>> start Dataset records

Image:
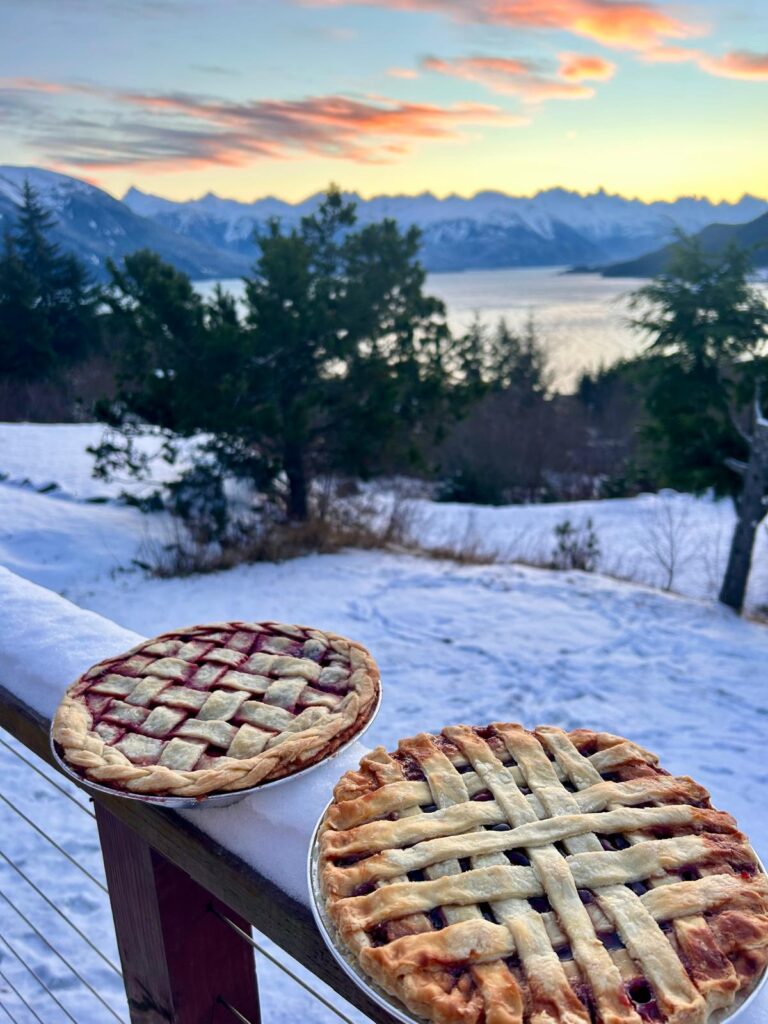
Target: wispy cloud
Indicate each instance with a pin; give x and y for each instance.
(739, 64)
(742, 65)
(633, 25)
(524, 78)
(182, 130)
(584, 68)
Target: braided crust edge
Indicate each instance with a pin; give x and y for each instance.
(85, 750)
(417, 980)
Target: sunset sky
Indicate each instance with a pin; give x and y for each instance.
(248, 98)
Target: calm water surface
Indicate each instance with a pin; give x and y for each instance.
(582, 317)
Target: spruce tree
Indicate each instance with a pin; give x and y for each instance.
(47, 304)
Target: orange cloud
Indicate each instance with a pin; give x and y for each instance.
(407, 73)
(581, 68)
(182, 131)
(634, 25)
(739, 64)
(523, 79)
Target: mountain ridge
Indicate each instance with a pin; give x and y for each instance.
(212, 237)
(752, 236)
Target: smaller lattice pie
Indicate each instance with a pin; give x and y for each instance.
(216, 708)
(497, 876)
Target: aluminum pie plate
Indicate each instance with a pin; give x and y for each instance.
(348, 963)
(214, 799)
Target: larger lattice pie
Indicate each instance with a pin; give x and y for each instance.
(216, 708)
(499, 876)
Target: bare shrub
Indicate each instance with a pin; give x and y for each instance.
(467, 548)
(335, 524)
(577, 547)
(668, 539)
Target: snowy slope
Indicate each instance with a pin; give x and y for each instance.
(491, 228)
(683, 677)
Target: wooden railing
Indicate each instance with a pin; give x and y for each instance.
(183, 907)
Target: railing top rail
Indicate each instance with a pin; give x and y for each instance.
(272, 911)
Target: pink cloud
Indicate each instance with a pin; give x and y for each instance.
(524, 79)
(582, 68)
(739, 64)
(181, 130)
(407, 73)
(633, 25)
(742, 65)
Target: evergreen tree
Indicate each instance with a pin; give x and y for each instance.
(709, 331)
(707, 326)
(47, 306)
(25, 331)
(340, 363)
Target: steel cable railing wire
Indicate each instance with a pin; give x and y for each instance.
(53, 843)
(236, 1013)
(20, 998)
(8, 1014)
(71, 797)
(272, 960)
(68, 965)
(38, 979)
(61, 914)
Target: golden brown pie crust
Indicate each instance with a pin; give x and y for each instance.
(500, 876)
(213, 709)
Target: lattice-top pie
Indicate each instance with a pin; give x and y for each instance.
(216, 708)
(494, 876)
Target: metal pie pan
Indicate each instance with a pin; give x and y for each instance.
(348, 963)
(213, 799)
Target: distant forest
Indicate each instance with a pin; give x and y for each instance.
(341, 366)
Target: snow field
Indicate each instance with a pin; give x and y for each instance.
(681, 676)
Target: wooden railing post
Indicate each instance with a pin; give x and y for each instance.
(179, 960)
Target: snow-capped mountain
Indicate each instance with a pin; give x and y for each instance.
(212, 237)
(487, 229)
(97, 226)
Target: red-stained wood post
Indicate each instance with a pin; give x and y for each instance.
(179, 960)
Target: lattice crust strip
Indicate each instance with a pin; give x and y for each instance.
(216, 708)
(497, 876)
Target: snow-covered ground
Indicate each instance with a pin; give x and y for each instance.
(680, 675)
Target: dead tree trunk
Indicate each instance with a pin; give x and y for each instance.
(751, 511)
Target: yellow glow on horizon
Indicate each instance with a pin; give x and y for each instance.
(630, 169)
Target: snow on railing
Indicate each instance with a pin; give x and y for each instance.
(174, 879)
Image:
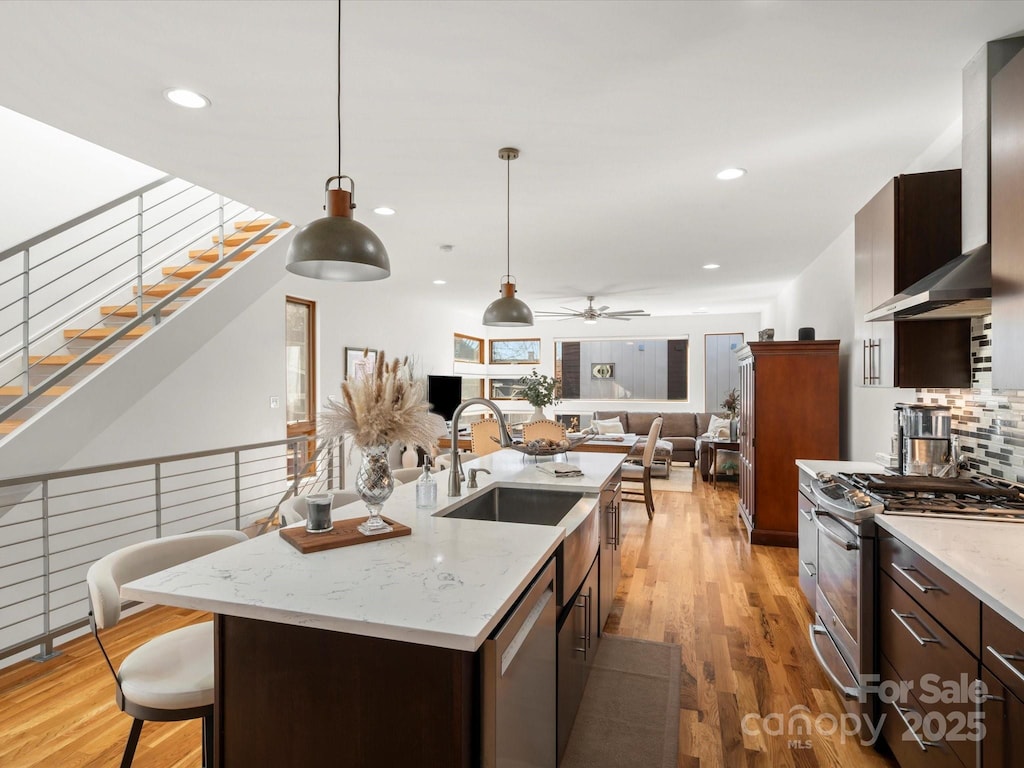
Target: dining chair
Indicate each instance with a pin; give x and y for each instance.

>> end Dataset records

* _Objective_: The pictures in the entries should be left out; output everything else exactly.

* _Written reply_:
Image:
Target: wispy cloud
Indicate each instance with a pin; give x and y for each instance.
(739, 64)
(742, 65)
(633, 25)
(524, 78)
(182, 130)
(584, 68)
Target: braided crust edge
Indicate each instance with a pin; give x and y for each instance.
(85, 750)
(417, 980)
Target: sunset sky
Indicate each instance with a pin; give x and y for each instance.
(248, 98)
Target: calm water surface
Indicate each instance with a pin; give x and y for each instance.
(582, 317)
Target: spruce tree
Indicate each instance with a pin; give x and y for each instance.
(47, 304)
Target: orange cloud
Indicate each instance with a pin; give x and y for each instance.
(407, 73)
(581, 68)
(182, 131)
(634, 25)
(739, 64)
(523, 79)
Target: mountain ridge
Indicate each instance with a pin; give x and y for each instance.
(212, 237)
(752, 236)
Target: smaller lattice pie
Indicate each instance with a pin; give x and y for each instance.
(216, 708)
(497, 876)
Target: aluminum pie plate
Indicate each instance with a pin; give x and y for each instance.
(348, 963)
(214, 799)
Target: larger lattice pie
Indicate each instance with a pin; give x and y for each instance.
(216, 708)
(499, 876)
Target: bare shrub
Indicate each instance with a pin; give x and y for each instance.
(467, 548)
(335, 524)
(577, 547)
(668, 539)
Target: snowy slope
Indicate each instance with a pin; give x and y for each instance.
(491, 228)
(683, 677)
Target: wooden railing
Indicate each instance with a pin; give x and y for each instance.
(183, 907)
Target: railing top rail
Indicate each instance with a pin; give x and y for each instance.
(272, 911)
Target: pink cloud
Indicate each instance with a pin; give x and y for each instance.
(524, 79)
(582, 68)
(739, 64)
(181, 130)
(407, 73)
(633, 25)
(742, 65)
Target: evergreen tree
Indicate each instance with a pin; give x and y for each instance.
(709, 331)
(707, 326)
(47, 306)
(25, 331)
(340, 363)
Target: steel cable railing wire
Indicate each instance with a pin; give x and y for each instance.
(53, 843)
(236, 1013)
(20, 998)
(8, 1014)
(71, 797)
(272, 960)
(68, 965)
(38, 979)
(61, 914)
Target: golden brown pie crust
Indicate each instance with a pin; give x and y for each instance.
(500, 876)
(213, 709)
Target: lattice-top pie
Indicate each instance with a pin; give x and y for each instance.
(216, 708)
(494, 876)
Target: metal pie pan
Indicate each instance with a pin; give x and y for each instance.
(348, 963)
(213, 799)
Target: distant forest
Indicate each instance with a pin; give x and y for each instance.
(341, 366)
Target: snow field
Indicate each instance with a pin; give x and y for each instance.
(681, 676)
Target: wooden railing post
Indicate each instance with a pin; give x and y for each instance.
(179, 960)
Target: snow-capped mountain
Indicate each instance with a pin; give x and y for each instance.
(212, 237)
(487, 229)
(97, 226)
Target: red-stained wood post
Indicate each instance with a pin; give x and y for each instance.
(179, 960)
Target: lattice crust strip
Indicate each instance with a pin; give x and y for each instance.
(216, 708)
(497, 876)
Target: snow-covered ground
Indicate each instance with a pin; give x and y for each instance.
(680, 675)
Target: dead tree trunk
Indicate each instance with a pin; give x and y for each instance.
(751, 511)
Target: yellow glow on horizon
Indicate each instance with a pin; give x and y for each instance.
(630, 169)
Target: snow on railing
Indicate each instance with a pin; give x and y for each instance.
(174, 879)
Image:
Target: dining chair
Indicate each instance with a pin; give x and y for each instance.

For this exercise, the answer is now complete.